[Saved data entries]
════════════════
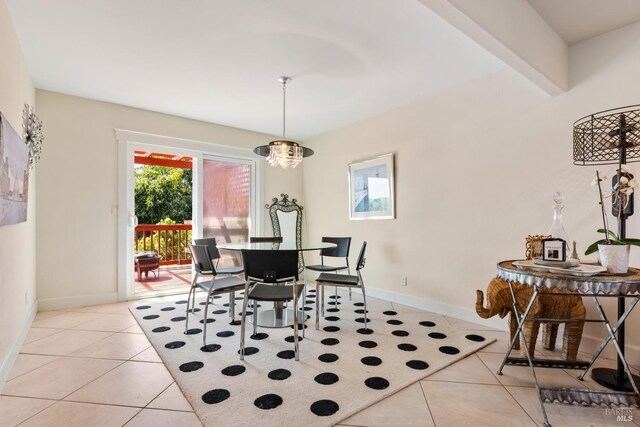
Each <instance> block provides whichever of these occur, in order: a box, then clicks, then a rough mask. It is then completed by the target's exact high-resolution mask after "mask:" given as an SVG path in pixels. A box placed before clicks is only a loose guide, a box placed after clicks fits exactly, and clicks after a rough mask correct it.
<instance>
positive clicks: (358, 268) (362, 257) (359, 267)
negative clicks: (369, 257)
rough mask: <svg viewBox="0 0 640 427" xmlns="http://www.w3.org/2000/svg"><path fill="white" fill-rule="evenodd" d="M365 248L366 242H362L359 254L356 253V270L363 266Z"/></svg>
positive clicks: (363, 261)
mask: <svg viewBox="0 0 640 427" xmlns="http://www.w3.org/2000/svg"><path fill="white" fill-rule="evenodd" d="M366 250H367V242H366V241H365V242H362V247H361V248H360V255H358V264H356V271H360V270H362V269H363V268H364V263H365V261H366V259H365V257H364V252H365V251H366Z"/></svg>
════════════════
What is needed :: Output every line of the data above as a numbered list, omitting blank lines. Leave the pictures out of your answer.

Your solution ::
1. Each <instance> block provides whichever of these occur, in order: a box, then clicks, then a rough mask. It is then completed by the target's exact high-resolution mask after "mask:" given as an SVG path in pixels. A box placed before clicks is only a loose guide, a box placed after clicks fits exactly, and clicks after a rough mask correct it.
2. <instance>
3. positive clicks: (358, 268) (362, 257) (359, 267)
4. negative clicks: (369, 257)
5. rough mask: <svg viewBox="0 0 640 427" xmlns="http://www.w3.org/2000/svg"><path fill="white" fill-rule="evenodd" d="M365 248L366 242H362L359 254L356 253V270L363 266Z"/></svg>
6. positive clicks: (363, 261)
7. mask: <svg viewBox="0 0 640 427" xmlns="http://www.w3.org/2000/svg"><path fill="white" fill-rule="evenodd" d="M366 250H367V242H366V241H365V242H362V247H361V248H360V255H358V264H356V271H360V270H362V269H363V268H364V263H365V261H366V259H365V257H364V252H365V251H366Z"/></svg>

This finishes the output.